▶ [WORK INSTRUCTION]
Once you reach the line that holds "Wildlife-count tagging: point out every instance of the jacket" in the listing below, output it and every line after it through the line that holds "the white building", word for word.
── DATA TO EXAMINE ──
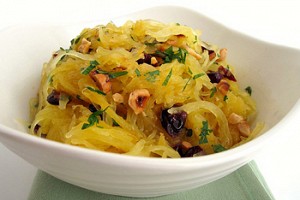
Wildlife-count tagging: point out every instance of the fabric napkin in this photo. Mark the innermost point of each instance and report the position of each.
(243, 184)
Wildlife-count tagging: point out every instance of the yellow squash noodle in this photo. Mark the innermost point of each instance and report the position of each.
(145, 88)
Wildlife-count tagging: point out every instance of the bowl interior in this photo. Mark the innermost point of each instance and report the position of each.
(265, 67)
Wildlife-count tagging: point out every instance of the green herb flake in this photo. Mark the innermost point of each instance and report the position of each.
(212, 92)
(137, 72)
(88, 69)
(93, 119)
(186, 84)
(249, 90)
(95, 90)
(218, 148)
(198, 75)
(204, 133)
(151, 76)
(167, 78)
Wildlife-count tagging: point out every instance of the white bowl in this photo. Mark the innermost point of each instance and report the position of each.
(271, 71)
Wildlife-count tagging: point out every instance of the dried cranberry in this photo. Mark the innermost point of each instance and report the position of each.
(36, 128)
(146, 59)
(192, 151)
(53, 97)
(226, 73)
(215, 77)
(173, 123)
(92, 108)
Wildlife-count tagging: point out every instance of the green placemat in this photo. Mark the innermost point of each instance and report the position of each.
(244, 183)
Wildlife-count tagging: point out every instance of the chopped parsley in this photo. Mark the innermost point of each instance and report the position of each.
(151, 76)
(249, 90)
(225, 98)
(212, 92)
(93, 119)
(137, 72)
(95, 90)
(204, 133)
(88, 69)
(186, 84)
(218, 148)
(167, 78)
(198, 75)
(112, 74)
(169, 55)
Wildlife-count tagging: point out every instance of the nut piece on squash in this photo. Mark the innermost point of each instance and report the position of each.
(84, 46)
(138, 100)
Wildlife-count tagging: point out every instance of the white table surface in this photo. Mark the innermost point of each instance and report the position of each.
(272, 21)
───
── DATA TO EXAMINE ──
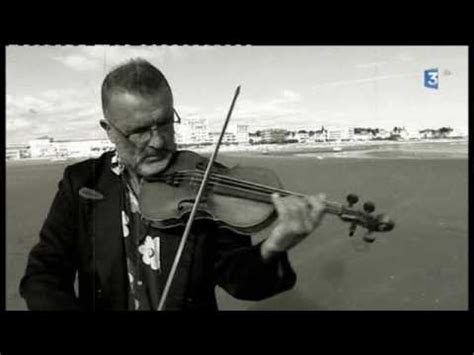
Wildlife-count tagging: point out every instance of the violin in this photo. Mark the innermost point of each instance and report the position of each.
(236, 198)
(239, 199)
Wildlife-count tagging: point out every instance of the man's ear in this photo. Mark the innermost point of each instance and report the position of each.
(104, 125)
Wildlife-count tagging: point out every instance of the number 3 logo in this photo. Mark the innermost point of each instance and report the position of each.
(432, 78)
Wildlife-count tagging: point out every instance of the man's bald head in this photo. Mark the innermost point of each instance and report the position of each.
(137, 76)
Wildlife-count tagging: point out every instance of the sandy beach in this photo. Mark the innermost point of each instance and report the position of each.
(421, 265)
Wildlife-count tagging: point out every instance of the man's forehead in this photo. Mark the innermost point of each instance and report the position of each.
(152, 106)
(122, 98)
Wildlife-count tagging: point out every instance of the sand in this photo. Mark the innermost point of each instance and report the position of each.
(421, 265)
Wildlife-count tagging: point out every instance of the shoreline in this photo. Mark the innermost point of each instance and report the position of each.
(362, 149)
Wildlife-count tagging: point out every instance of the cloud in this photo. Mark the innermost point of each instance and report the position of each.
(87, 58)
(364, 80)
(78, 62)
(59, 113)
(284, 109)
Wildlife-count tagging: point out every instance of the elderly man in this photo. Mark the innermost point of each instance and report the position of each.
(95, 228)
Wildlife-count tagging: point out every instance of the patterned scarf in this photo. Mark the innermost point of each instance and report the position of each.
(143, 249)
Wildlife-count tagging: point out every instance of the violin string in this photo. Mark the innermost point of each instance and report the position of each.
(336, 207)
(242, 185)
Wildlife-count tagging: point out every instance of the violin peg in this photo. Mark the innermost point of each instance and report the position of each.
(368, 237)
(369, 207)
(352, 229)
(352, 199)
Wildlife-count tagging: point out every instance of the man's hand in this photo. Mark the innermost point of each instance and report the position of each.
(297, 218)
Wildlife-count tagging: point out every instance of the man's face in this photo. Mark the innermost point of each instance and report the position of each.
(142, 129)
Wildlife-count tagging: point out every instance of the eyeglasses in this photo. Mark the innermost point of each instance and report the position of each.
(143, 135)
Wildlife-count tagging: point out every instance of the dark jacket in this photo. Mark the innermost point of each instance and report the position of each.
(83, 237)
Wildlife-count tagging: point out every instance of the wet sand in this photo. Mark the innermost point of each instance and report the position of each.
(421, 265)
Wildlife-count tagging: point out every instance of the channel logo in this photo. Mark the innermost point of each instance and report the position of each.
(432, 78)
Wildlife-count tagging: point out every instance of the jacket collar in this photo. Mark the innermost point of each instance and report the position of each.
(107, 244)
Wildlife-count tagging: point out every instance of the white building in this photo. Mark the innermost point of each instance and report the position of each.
───
── DATA TO EXAMINE ──
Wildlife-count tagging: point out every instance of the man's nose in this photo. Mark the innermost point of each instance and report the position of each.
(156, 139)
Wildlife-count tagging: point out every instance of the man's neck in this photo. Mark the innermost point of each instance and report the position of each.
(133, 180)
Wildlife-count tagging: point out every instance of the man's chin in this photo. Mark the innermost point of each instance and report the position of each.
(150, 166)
───
▶ [WRITTEN RESPONSE]
Wildlife-count tagging: point out every instance of the jacket collar in this photo. Mark the innermost point of each instance and report the position of each.
(107, 244)
Wildlife-count tagging: point out every instance of the white building in this photo. Mark the innermost point of each instance and report the position of each.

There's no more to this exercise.